Entries from a dataset
------------------------------
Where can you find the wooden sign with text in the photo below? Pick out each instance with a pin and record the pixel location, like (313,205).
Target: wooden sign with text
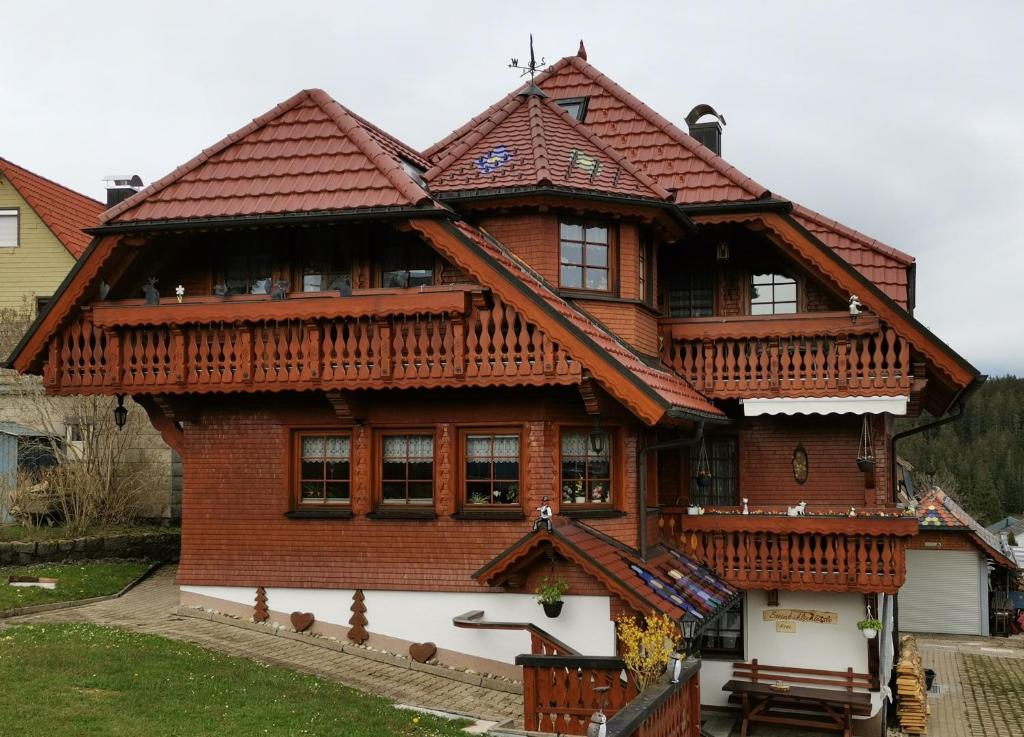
(801,615)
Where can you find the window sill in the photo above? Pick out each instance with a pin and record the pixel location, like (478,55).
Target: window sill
(403,513)
(491,514)
(320,514)
(591,513)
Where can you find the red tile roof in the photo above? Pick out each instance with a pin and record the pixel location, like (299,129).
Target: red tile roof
(531,141)
(689,588)
(65,211)
(672,388)
(307,155)
(937,511)
(656,146)
(882,264)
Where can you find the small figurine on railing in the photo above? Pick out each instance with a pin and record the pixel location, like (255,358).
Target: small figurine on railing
(545,519)
(280,290)
(797,511)
(151,292)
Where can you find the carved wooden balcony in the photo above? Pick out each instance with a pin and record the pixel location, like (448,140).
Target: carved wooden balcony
(373,339)
(809,355)
(811,553)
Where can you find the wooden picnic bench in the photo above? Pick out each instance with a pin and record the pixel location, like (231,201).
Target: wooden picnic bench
(832,707)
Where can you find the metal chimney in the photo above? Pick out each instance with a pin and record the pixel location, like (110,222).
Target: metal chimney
(121,186)
(709,133)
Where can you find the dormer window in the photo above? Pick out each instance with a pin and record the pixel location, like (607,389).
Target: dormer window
(576,106)
(773,294)
(585,259)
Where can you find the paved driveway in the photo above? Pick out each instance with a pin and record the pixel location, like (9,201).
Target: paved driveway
(980,685)
(150,608)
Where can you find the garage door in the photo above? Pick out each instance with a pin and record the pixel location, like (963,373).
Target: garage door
(942,593)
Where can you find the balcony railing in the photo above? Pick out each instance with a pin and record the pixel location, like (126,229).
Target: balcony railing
(444,337)
(812,354)
(810,553)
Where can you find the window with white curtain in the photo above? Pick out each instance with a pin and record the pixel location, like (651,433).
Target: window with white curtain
(492,468)
(408,469)
(9,228)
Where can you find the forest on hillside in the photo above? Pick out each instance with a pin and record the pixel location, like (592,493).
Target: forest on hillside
(979,459)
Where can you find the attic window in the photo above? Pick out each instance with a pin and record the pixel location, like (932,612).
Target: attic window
(8,228)
(576,106)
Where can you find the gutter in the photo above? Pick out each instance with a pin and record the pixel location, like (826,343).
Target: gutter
(642,479)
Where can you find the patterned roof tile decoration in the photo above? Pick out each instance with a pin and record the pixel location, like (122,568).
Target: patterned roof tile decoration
(530,141)
(670,582)
(307,155)
(65,211)
(670,386)
(937,511)
(678,163)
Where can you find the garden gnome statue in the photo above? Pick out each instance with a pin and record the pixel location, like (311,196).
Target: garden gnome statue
(545,519)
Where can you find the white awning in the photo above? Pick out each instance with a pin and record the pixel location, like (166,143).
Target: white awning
(825,405)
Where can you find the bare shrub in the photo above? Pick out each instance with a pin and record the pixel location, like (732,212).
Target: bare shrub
(102,478)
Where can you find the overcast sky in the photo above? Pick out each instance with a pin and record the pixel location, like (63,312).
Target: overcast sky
(902,120)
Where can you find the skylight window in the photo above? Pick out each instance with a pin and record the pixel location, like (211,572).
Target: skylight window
(576,106)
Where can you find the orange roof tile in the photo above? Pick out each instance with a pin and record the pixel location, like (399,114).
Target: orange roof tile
(668,385)
(882,264)
(307,155)
(65,211)
(531,141)
(651,142)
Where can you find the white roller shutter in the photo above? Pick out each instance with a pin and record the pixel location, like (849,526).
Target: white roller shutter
(942,593)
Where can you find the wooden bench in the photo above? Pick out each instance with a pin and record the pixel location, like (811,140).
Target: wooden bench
------------------------------
## STATED TASK:
Copy the listing above from the line containing "Where can you find the bare" through the end of the listing, both ends included, and keep the requests. Offset every pin coordinate in the answers by -21.

## ANSWER FOR THE TASK:
Where can you find the bare shrub in the photo above? Pick out each instance with a pin and record the pixel location, like (732,212).
Target: bare shrub
(81,457)
Where can you find the overcast sky in the photo above? Pick out each instance with a pin and record the pixel location, like (63,312).
Target: overcast sky
(881,99)
Where can you find the skylight window in the photo above? Pick out each instance with a pin and record the pixel location, like (211,572).
Target: skylight window
(555,85)
Where can you find the orange roof tile in the photo above? Pick out each instance with a pin and record the pixel location, like (399,114).
Target: orange roof tile
(647,364)
(861,243)
(286,134)
(44,190)
(510,120)
(630,121)
Where can you find the white roller shutter in the photo above? Pick out each instance with a pin and record the pixel location, like (849,526).
Target: white roller shutter
(921,572)
Where can you find the wooden bench in the photo above? Pick out each instance with a pin and record the pixel location, like (811,140).
Target: wooden bench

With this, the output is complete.